▶ [Stated exercise]:
Please count the rows in the records below that contain the string "line", and give only that number.

▶ [Raw records]:
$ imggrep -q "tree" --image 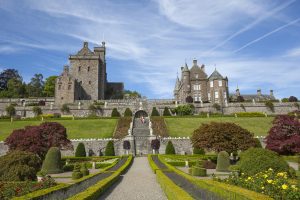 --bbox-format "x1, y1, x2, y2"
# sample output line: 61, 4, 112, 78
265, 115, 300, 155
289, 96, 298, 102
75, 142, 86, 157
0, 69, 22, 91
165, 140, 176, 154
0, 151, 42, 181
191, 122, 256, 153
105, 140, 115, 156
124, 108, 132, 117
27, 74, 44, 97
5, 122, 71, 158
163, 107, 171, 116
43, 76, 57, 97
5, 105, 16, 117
==
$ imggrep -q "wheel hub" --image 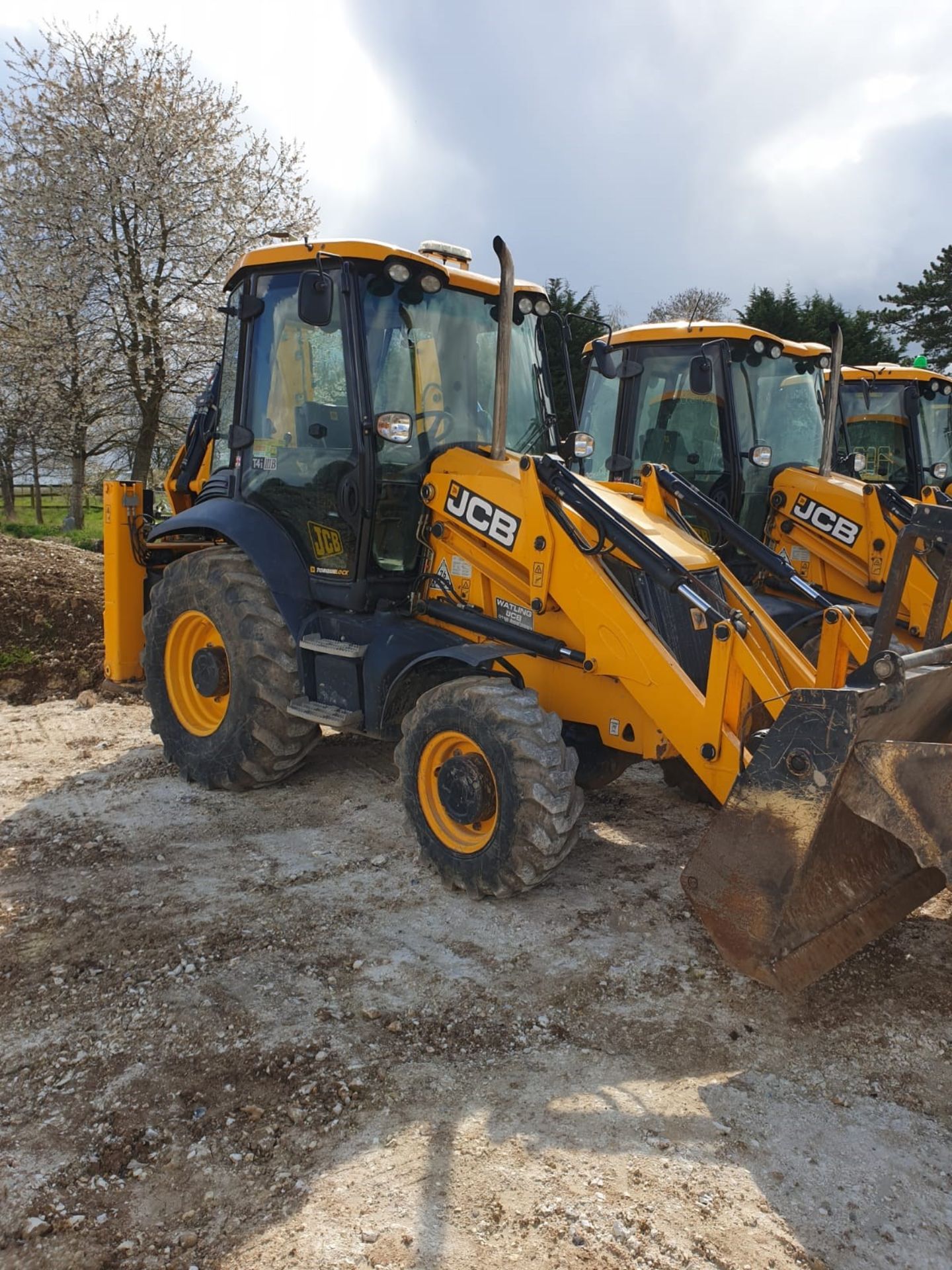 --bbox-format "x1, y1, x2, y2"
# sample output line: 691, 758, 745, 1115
==
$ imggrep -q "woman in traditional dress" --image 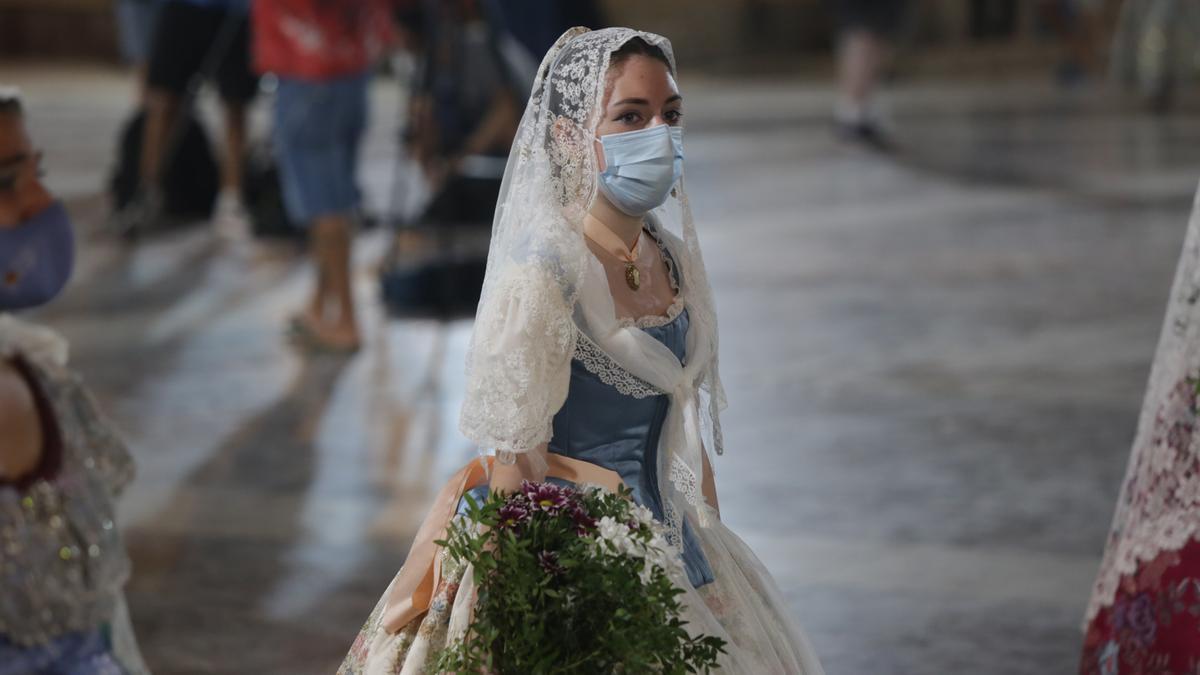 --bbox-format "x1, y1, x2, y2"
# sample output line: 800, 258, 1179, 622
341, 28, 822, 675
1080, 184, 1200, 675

▶ [Result]:
3